▶ Textauszug
Eine Stärke dieses Bandes ist seine Vielfältigkeit, da er sowohl Beiträge aus der auf West-Europa bezogenen Katholizismus- und Protestantismusforschung als auch aus regionalen und transnationalen Perspektiven beinhaltet. Da die aussereuropäische Welt und, abgesehen von wenigen Ausnahmen, nichtchristliche Religionen so gut wie gar nicht vorkommen, kann das Anliegen des Bandes, «verschiedene Ansätze und Forschungsbereiche entlang einer universellen Problematik zusammenzuführen und zu systematisieren» (9) allerdings nur schwer erreicht werden. Nichtsdestotrotz handelte es ich um einen anregenden Band, der trotz der hier wie in anderen Sammelbändern häufig anzutreffenden Heterogenität der einzelnen Beiträge interessante Schneisen und Wege in die gesellschaftlichen Grenzgebiete der Religion zieht, die für weitere Forschung inspirierend sind.

▶ Aufgabe
Prüfen Sie bitte, ob die folgenden Aussagen mit dem Textauszug übereinstimmen, und belegen Sie jedes Ja oder Nein mit den entscheidenden Worten des Textauszugs als wörtlichem Zitat.
(a) Der Band enthält Beiträge aus regionalen und transnationalen Perspektiven.
(b) Nichtchristliche Religionen werden im Band ausführlich behandelt.
(c) Das Anliegen des Bandes lässt sich leicht erreichen.

▶ Bereitgestellte Daten

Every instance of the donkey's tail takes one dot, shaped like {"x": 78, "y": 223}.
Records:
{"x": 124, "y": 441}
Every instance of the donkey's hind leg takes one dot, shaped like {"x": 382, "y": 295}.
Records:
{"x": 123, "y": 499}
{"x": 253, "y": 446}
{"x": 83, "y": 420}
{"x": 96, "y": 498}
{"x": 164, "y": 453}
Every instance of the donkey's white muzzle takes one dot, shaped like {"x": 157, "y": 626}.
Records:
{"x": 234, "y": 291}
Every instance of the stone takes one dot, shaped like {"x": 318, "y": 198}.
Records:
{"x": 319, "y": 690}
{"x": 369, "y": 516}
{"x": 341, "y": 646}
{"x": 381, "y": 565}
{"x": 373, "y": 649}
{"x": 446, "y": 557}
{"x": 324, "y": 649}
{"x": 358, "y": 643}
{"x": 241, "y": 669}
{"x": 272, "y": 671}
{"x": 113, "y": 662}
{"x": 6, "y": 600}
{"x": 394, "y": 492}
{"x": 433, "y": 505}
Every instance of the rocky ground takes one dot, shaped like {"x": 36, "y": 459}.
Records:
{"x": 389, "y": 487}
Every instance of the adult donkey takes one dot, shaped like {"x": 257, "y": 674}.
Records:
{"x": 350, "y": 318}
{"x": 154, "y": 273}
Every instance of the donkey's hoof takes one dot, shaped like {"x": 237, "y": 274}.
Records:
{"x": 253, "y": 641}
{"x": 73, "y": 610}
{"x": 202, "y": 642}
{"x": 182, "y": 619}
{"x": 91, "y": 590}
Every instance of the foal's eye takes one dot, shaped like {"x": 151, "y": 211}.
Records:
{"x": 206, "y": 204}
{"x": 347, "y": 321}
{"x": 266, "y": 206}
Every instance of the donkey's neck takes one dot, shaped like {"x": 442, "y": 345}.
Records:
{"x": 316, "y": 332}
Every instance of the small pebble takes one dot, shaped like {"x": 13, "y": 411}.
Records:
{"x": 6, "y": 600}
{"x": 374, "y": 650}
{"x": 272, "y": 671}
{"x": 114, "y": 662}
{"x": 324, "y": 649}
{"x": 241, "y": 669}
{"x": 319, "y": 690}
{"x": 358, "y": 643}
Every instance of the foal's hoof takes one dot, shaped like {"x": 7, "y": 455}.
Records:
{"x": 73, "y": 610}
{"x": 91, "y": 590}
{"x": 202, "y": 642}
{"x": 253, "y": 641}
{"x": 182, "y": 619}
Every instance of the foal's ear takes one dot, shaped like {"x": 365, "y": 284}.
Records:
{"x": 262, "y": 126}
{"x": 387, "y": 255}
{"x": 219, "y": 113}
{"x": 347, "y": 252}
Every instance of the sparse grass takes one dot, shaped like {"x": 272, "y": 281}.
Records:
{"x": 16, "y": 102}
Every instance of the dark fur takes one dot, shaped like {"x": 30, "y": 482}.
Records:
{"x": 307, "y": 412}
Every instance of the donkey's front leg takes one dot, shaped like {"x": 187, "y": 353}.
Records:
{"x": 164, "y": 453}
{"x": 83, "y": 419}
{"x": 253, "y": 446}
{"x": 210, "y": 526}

▶ Antwort
(a) Ja: „als auch aus regionalen und transnationalen Perspektiven beinhaltet“
(b) Nein: „nichtchristliche Religionen so gut wie gar nicht vorkommen“
(c) Nein: „allerdings nur schwer erreicht werden“